La séparation, tellement de fois pressentie, semblait inéluctable, souhaitable même selon certains. L’histoire tranchera. Mais il ne fait aucun doute qu’avec le départ de Sablé à Lens,  l’AS Saint-Etienne a perdu un des personnages majeurs de son histoire récente, une vraie figure qui incarnait le club, et aurait tellement mérité une sortie digne de sa fidélité au maillot vert.


Terminée dans la confusion l’histoire de Julien Sablé à l’ASSE avait démarré dans un grand frisson.

Flash-back. 8 Mai 1998, il y a 9 ans. L’ASSE vit son deuxième chemin de croix consécutif en d2. Quelques jours avant que toute la France se mette à fredonner du Gloria Gaynor, les Verts jouent une version plus pathétique d’ « I will survive Â». Ce n’est plus contre Troyes mais à Lille où les hommes de Pierre Repellini se déplacent pour la 42ème et dernière journée de championnat. Ils peuvent encore descendre en fonction du résultat de Louhans Cuiseaux premier relégable à 2 points des Verts. Malgré ce terrible enjeu, Julien Sablé, 17 ans, champion de France de sa catégorie et futur vainqueur de la Gambardella, est titularisé pour la première fois en Pro.

Dos au mur, face à leur destin, qui se souvient d’avoir vu les Verts brillants ?  Malgré un but de Pape Sarr ils s’inclinent 2-1, et sauvent leur tête uniquement grâce à la victoire du Mans sur le fil contre Louhans Cuiseaux.

■ Vos tâches
(a) D'après l'article sur Julien Sablé, quel âge avait-il lors de sa première titularisation en Pro ?
(b) Poursuivez l'article sur Julien Sablé après sa dernière phrase.
La liste n'a aucun lien avec l'article sur Julien Sablé.

■ Entrées de pointage et d'étiquetage
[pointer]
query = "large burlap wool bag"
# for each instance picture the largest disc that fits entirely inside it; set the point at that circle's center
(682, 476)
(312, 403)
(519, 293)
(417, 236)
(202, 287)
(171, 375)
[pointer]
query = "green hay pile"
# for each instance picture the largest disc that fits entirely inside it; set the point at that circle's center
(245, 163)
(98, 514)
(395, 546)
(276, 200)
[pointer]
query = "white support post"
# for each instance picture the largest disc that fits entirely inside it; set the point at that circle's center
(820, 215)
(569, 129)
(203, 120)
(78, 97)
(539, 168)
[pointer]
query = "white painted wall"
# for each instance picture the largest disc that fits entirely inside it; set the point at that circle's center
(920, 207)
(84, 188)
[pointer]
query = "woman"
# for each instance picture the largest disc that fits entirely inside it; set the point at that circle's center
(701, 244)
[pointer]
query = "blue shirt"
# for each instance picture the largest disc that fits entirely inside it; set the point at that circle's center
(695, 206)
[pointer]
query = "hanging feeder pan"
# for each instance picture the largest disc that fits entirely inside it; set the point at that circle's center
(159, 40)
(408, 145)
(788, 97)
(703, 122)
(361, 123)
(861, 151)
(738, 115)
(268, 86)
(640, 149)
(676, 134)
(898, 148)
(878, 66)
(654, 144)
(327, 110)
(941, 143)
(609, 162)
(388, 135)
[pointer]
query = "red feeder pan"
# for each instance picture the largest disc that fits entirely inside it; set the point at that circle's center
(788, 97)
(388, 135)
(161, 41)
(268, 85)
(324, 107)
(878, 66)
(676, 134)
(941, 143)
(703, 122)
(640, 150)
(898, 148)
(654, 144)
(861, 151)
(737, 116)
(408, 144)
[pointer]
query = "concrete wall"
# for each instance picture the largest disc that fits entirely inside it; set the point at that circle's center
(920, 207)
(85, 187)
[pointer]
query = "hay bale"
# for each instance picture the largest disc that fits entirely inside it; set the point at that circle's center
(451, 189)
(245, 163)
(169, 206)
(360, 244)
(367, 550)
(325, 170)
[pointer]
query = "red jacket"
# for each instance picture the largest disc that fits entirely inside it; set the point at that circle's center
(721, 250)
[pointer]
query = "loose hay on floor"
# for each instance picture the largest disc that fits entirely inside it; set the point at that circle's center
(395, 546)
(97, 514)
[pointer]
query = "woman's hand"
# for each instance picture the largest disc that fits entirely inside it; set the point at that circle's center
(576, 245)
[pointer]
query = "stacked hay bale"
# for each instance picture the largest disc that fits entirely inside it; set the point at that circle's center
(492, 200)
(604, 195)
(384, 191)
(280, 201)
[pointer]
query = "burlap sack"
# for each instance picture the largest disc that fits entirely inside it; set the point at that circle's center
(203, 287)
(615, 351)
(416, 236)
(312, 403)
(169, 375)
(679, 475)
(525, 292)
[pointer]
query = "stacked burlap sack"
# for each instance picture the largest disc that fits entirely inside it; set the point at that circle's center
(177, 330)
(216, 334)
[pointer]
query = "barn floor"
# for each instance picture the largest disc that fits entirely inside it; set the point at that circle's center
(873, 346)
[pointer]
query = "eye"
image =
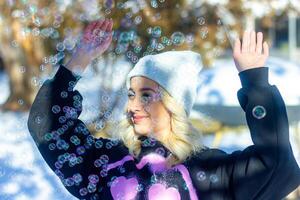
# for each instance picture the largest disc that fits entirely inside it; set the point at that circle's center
(146, 98)
(130, 94)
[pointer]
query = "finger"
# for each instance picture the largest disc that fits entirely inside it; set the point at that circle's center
(89, 27)
(245, 42)
(100, 22)
(252, 46)
(110, 25)
(266, 49)
(237, 47)
(104, 25)
(259, 43)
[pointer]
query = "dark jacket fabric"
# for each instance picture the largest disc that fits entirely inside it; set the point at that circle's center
(92, 168)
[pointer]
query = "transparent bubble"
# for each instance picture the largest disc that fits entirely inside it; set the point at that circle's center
(32, 9)
(22, 69)
(99, 126)
(58, 165)
(134, 59)
(137, 20)
(160, 47)
(42, 67)
(83, 191)
(35, 31)
(103, 173)
(108, 145)
(139, 187)
(160, 151)
(97, 163)
(14, 43)
(93, 178)
(69, 44)
(177, 38)
(104, 159)
(38, 119)
(201, 20)
(56, 109)
(203, 32)
(37, 22)
(129, 54)
(64, 94)
(20, 101)
(120, 5)
(122, 169)
(45, 60)
(77, 178)
(52, 146)
(153, 179)
(154, 4)
(60, 46)
(201, 176)
(156, 31)
(213, 178)
(48, 136)
(259, 112)
(98, 144)
(2, 172)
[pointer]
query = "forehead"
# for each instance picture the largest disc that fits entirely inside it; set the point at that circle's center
(141, 81)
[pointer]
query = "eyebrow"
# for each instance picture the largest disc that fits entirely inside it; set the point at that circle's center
(143, 89)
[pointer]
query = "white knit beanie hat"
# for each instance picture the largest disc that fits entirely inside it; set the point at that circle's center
(176, 71)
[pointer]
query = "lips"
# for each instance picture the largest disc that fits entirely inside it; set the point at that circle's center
(138, 118)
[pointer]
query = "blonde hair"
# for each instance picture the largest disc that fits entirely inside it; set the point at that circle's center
(183, 141)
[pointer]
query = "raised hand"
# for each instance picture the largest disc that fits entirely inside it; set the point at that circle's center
(96, 39)
(252, 53)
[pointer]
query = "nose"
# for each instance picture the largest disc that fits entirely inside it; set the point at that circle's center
(135, 105)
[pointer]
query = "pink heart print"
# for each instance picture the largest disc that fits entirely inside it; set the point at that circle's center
(123, 188)
(159, 191)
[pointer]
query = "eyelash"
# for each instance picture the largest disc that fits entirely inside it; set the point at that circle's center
(144, 94)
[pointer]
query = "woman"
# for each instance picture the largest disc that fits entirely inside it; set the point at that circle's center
(159, 155)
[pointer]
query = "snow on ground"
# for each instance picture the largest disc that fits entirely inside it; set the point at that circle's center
(23, 172)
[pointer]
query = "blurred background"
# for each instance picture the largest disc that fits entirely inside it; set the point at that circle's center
(37, 36)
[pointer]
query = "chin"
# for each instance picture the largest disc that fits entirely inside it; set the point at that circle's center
(140, 130)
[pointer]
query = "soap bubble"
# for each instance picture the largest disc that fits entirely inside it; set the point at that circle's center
(201, 176)
(177, 38)
(201, 20)
(156, 31)
(259, 112)
(154, 4)
(60, 46)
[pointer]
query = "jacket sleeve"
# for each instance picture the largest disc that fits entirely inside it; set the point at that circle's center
(267, 169)
(64, 141)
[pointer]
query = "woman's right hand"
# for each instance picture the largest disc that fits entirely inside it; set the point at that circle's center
(96, 39)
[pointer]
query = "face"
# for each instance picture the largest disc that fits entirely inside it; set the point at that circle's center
(148, 114)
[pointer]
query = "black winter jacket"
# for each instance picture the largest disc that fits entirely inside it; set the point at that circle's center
(102, 168)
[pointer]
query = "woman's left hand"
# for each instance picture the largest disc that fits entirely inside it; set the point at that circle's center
(252, 53)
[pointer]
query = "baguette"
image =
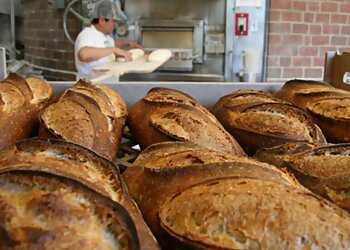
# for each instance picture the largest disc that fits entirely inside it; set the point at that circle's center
(44, 211)
(170, 115)
(252, 214)
(88, 115)
(265, 121)
(72, 161)
(20, 102)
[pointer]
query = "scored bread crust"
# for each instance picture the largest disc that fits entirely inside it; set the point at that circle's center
(168, 115)
(43, 211)
(265, 124)
(20, 103)
(89, 115)
(149, 184)
(72, 161)
(253, 214)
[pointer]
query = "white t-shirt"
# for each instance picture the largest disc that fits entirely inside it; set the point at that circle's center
(91, 37)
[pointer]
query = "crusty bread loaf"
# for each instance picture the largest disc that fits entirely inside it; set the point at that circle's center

■ Réponses
(a) Il avait 17 ans.

(b)
La saison se finit pour la 2ème fois consécutive par une fête au goût étrange dont Juju se souvient bien «Etonnamment, nous avions sauvé le club avec une défaite. C’était bizarrement une grande fête parce que nous n’étions pas descendus en National»..

 

Première émotion forte pour Juju, l’homme des galères, de toutes les galères vertes de cette dernière décennie. Joueur emblématique, compagnon d’infortune, symbole comme J.Janot de 10 années où les sursauts aussi beaux fussent-ils ont toujours précédé de terribles rechutes.

Ainsi, dès la saison suivante, les Verts, dont les caisses sont vides, repartent en campagne sans pétrole mais avec des idées dont l’excellente de confier l’opération commando au Nouz. Flanqué de vieux grognards (Subiat, Revelles, Ferhaoui…) il va nous ramener comme dans un rêve en d1. Entré dans l’équipe lors de la 11ème journée de cette saison, le 9 Octobre 1998 contre le Red Star (terrassé par un mirage nommé Ponsard), Juju n’en sortira plus jusqu’en mai 2007. Les Verts sont alors 3èmes du championnat de d2.

 

Sablé a 18 ans, sa précocité, son poste et son style lui valent de flatteuses comparaisons, on lui prédit ainsi une carrière à la Deschamps. Bien sûr, son style n’est pas très académique, la fougue et l’envie sont indéniables, tel un chien fou, Juju jappe aux 4 coins de le pelouse. Il vient harceler le porteur du ballon, son activité est débordante, il ne connaît pas la transparence de ses tristes prédécesseurs à ce poste (Delpech, Soucasse…). Bien sûr il perd des ballons mais le chaudron apprécie une telle débauche d’énergie surtout chez un jeune qui ne jure que par le travail.

 

Julien et les Verts remontent en d1. Sablé, champion de France des moins de 17 ans en 97, vainqueur de la Gambardella en 98, et champion de France de d2 en 99 incarne à merveille le renouveau vert. Et le rêve continue. Sur un rythme de samba, l’ASSE offre à ses supporters la meilleure période de ces vingt dernières années : le spectacle est au rendez vous, les résultats sont là, et l’ASSE vainc ou tient tête à ses ennemis héréditaires (Lyon, Marseille). Que demander de plus sinon, par toutatis, que le ciel ne nous retombe pas sur la tête ?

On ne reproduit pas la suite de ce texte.